#### [What to do]
Reproduce every record precisely, leaving no line out.

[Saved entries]
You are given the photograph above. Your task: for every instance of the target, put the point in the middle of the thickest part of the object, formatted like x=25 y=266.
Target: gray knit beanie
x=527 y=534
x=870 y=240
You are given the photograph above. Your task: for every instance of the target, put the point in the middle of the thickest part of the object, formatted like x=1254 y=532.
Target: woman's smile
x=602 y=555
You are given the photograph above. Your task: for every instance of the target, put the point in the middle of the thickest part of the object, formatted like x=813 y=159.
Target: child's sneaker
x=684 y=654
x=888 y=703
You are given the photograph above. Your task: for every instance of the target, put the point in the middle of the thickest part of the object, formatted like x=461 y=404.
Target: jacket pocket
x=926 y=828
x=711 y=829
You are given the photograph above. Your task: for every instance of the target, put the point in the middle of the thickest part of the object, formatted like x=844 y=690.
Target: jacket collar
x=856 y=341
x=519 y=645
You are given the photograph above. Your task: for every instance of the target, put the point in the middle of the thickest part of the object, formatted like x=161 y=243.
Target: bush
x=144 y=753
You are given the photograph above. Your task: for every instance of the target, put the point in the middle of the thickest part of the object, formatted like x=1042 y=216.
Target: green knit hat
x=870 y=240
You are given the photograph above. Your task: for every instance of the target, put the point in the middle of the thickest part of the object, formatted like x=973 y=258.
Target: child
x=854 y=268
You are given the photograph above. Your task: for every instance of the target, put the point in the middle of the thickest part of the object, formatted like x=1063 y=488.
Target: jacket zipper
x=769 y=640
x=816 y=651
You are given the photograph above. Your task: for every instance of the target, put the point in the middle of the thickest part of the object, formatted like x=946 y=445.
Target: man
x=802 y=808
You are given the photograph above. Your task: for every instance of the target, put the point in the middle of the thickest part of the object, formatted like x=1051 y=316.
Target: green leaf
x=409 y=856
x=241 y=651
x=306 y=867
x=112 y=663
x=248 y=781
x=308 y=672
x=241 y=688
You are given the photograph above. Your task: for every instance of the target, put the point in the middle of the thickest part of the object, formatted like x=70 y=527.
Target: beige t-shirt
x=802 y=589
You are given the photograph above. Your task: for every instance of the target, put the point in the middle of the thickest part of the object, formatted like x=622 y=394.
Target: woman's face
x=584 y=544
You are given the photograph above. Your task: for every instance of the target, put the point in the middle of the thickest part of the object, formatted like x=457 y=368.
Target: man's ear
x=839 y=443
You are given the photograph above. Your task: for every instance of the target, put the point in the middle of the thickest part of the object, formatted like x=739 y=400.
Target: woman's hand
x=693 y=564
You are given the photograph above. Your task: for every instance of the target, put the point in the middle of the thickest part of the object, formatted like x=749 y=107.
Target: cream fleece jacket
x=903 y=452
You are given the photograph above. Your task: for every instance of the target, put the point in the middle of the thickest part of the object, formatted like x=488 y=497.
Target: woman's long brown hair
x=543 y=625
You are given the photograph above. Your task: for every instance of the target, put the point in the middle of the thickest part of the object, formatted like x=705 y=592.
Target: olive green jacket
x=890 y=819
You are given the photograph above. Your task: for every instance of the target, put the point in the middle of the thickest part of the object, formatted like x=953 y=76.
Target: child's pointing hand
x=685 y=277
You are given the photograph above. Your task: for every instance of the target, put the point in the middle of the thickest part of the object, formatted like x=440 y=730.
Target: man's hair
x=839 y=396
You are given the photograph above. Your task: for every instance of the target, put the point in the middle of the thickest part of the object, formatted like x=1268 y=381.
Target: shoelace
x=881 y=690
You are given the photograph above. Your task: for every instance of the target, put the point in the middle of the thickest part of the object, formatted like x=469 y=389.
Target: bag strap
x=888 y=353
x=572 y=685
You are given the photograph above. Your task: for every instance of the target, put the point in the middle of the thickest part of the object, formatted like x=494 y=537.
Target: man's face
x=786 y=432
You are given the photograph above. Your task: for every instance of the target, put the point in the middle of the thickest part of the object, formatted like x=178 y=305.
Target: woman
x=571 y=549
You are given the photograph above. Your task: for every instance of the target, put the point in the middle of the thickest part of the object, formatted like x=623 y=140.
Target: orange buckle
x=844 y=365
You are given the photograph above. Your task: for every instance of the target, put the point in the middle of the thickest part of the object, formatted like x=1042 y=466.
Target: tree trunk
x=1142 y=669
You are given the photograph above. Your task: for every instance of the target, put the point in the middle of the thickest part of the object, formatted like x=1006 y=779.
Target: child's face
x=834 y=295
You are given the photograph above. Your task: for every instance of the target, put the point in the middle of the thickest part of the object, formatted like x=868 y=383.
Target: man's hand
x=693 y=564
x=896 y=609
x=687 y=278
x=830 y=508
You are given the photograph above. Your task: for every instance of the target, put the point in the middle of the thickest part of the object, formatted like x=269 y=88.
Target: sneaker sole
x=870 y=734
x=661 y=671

#### [Your response]
You are given the photograph above. Your task: for every instance of the target, put the point in the middle of the thickest part of the object, formatted like x=25 y=266.
Target: gray knit beanie
x=527 y=534
x=870 y=240
You are given the photograph above. Your task: for every instance of the target, put the point in the middle of the thickest part of the object, formatted like x=1254 y=532.
Target: woman's smile
x=602 y=555
You are given the photograph above. Your task: for every instance of the target, put the point in the middle of the thickest part of the object, formatted like x=813 y=159.
Target: child's sneaker
x=684 y=654
x=888 y=703
You are given the photograph above. Your task: for every instance of the target, put the point in the middle of the thickest part of the object, formatted like x=461 y=404.
Target: jacket pocket
x=926 y=828
x=711 y=829
You are given the photograph above. Your task: for every instance of the target, put the point in the middle of the thickest part of the object, formatted like x=844 y=690.
Target: jacket collar
x=856 y=341
x=519 y=645
You are given the photograph above. Your task: for every instance of the target, put the point in the middle of the thickest part of the object, formatted like x=161 y=243.
Target: bush
x=144 y=753
You are given the photograph above. Your task: for every instance of the target, put the point in the middle of the thickest part of the object, formatted like x=1042 y=216.
Target: green knit hat
x=870 y=240
You are given the photograph above. Your task: for every instance of the target, put the point in the middle of the thickest part of the object, formatted like x=973 y=258.
Target: child
x=854 y=268
You are given the photograph above. Your task: for every instance of the target, put the point in the middle of the thickest part of the object, formatted like x=1063 y=488.
Target: jacket zipper
x=769 y=640
x=816 y=651
You are given the photograph above. Your task: for every instance of the target, put the point in the middle of the thickest part of the object, formatted like x=946 y=445.
Target: man
x=802 y=808
You are given the photograph above. Your task: for every instance of the target, put the point in the middle of the thickest part of the object, formatted like x=1051 y=316.
Target: green leaf
x=409 y=856
x=241 y=651
x=306 y=867
x=112 y=663
x=248 y=781
x=308 y=672
x=241 y=688
You are given the photograph above. Your task: for every instance of the target, put the point in the middle of the thickest part of the object, formatted like x=70 y=527.
Target: beige t-shirt
x=802 y=589
You are given the photograph above. Your task: for every instance of the target, put the point in the middle of the thickest part of the object, formatted like x=622 y=394.
Target: woman's face
x=584 y=544
You are given the photograph above. Your task: for every instance of the target, put the point in the middle of the thickest part of the object, formatted like x=457 y=368.
Target: man's ear
x=839 y=443
You are given the photograph above. Your task: for every instance of the target, put the point in the middle of the thickest part of the object, formatted like x=739 y=400.
Target: woman's hand
x=693 y=564
You are given the photograph above. Your task: for every instance of the target, put the point in the middle of the thickest part of the object, formatted like x=749 y=107.
Target: cream fleece jacket
x=903 y=452
You are given the photograph above. Your task: for every instance of the target, put the point in the middle of the thickest part of the object, formatted like x=488 y=497.
Target: woman's long brown hair
x=543 y=625
You are given the photograph above. Your task: for every instance of the target, put the point in the middle of the thickest part of the object, formatted like x=705 y=592.
Target: olive green jacket
x=890 y=819
You are given the photograph above. Your task: for every instance of the target, put the point in the middle of the thickest part of the object, formatted like x=953 y=76.
Target: child's pointing hand
x=685 y=277
You are given the photograph above. Your task: for every instance of the target, put the point in the middle of the thickest part of the object, formatted like x=440 y=730.
Target: man's hair
x=839 y=396
You are given the photograph above. Your task: for every instance of the target, put the point in the middle of the thickest part of the object, formatted like x=1268 y=381.
Target: shoelace
x=881 y=690
You are given the photograph above. Your task: for every instance of the target, put the point in the middle of the thickest part of the object, formatted like x=469 y=389.
Target: bag strap
x=888 y=353
x=572 y=685
You are given the photograph above. Your task: for every instance of the target, put the point in the middle of the thickest part of the object, formatted like x=494 y=537.
Target: man's face
x=786 y=432
You are given the photograph above. Your task: for every instance of the target, put the point in the middle of the thickest part of the object, formatted like x=178 y=305.
Target: woman
x=571 y=549
You are given the photograph above. Your task: for every instance of the target, put the point in the middle of the thickest part of the object, formatted like x=623 y=140.
Target: orange buckle
x=844 y=365
You are given the photograph above. Your task: for every instance of the target, put the point in the middle of the thickest part of the object, formatted like x=1042 y=466.
Target: tree trunk
x=1142 y=669
You are given the photograph above. Your task: for every instance of the target, put the point in the middle of the thickest part of the object, formatted like x=1006 y=779.
Target: child's face
x=834 y=295
You are given the photograph above. Your task: for every instance of the target, put the point in the middle of the thickest part of the object, formatted like x=868 y=383.
Target: man's hand
x=693 y=564
x=896 y=609
x=687 y=278
x=830 y=508
You are given the photograph above. Your task: for every instance of the target, put the point in the middle of the thickest part of the object, formatted like x=269 y=88.
Target: sneaker sole
x=870 y=734
x=661 y=671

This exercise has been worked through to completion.